§ **Exercise requirements**: Could you copy every one of the lines below word for word, keeping each character and line break unchanged?

§ **Material to process**:
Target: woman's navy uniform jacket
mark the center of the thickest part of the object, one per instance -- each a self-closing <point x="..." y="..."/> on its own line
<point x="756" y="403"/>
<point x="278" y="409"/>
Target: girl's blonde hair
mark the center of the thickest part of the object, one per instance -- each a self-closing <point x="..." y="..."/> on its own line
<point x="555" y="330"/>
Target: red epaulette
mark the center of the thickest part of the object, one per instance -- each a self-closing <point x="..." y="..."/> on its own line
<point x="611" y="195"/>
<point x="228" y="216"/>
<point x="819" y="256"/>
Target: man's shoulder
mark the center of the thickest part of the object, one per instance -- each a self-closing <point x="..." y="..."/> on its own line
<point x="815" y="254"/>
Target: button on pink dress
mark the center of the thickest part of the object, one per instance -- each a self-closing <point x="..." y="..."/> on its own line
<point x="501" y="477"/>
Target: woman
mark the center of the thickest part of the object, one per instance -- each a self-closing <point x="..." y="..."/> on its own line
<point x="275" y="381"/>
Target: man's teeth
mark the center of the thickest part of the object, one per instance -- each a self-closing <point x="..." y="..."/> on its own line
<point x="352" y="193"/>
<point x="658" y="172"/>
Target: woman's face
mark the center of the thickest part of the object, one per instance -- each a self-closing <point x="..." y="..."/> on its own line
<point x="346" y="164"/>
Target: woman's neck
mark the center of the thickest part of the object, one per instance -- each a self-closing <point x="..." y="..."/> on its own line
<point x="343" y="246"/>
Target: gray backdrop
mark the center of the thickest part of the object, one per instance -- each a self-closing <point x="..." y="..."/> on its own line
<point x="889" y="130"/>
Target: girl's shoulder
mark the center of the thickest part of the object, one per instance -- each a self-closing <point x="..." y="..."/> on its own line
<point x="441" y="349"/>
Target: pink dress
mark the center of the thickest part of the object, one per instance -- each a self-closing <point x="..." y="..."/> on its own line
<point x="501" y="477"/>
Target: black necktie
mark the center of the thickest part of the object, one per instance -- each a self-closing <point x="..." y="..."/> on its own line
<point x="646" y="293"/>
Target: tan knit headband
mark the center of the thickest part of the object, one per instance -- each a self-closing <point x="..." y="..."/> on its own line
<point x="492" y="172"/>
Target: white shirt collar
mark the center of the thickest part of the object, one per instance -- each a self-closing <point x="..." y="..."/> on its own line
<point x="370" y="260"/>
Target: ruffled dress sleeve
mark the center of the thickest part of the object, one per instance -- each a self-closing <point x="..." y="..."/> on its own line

§ **Output below**:
Target: woman's navy uniform jacket
mark the center of the thickest part of the object, one per instance -- each a self-closing <point x="..." y="..."/> on its own line
<point x="756" y="403"/>
<point x="278" y="409"/>
Target: girl's blonde hair
mark the center of the thickest part of the object, one per instance -- each a self-closing <point x="..." y="..."/> on its own line
<point x="555" y="330"/>
Target: red epaulette
mark the center of the thickest part of the object, one per instance -- each a self-closing <point x="..." y="..."/> on its own line
<point x="611" y="195"/>
<point x="228" y="216"/>
<point x="819" y="256"/>
Target: man's shoulder
mark the center of the thickest part of the object, one per instance -- each a self-closing <point x="..." y="..."/> on its own line
<point x="815" y="254"/>
Target: button on pink dress
mark the center of the thickest part of the object, one per instance -- each a self-closing <point x="..." y="..."/> on its own line
<point x="501" y="477"/>
Target: woman
mark the center of the thickest part of the object, one per instance -- each a self-closing <point x="..." y="..."/> on its own line
<point x="275" y="381"/>
Target: man's teeth
mark the center of the thickest part of the object, one per instance -- each a self-closing <point x="..." y="..."/> on its own line
<point x="352" y="193"/>
<point x="658" y="172"/>
Target: woman's face
mark the center of the thickest part of the object, one per instance -- each a self-closing <point x="..." y="..."/> on its own line
<point x="346" y="164"/>
Target: woman's neck
mark the center of the thickest part of the object, one per instance -- each a self-closing <point x="..." y="..."/> on its own line
<point x="343" y="246"/>
Target: gray backdrop
mark the center of the thickest part of the object, one per instance -- each a self-closing <point x="..." y="..."/> on its own line
<point x="889" y="130"/>
Target: girl's shoulder
mark the center of the thickest part of the object, one per instance -- each a self-closing <point x="..." y="..."/> on its own line
<point x="441" y="349"/>
Target: pink dress
mark the center of the thickest part of the object, one per instance -- each a self-closing <point x="..." y="..."/> on its own line
<point x="501" y="477"/>
Target: black necktie
mark the center of the thickest part of the object, one per instance -- each a self-closing <point x="..." y="..."/> on its own line
<point x="646" y="293"/>
Target: tan knit headband
mark the center of the thickest part of the object, one per instance -- each a self-closing <point x="..." y="..."/> on its own line
<point x="492" y="172"/>
Target: white shirt collar
mark the center of the thickest part of the object, one per instance -- each a self-closing <point x="..." y="..."/> on its own line
<point x="370" y="260"/>
Target: ruffled dress sleeve
mark the center of the thickest part of the object, one per instance -- each a self-closing <point x="..." y="..."/> on its own line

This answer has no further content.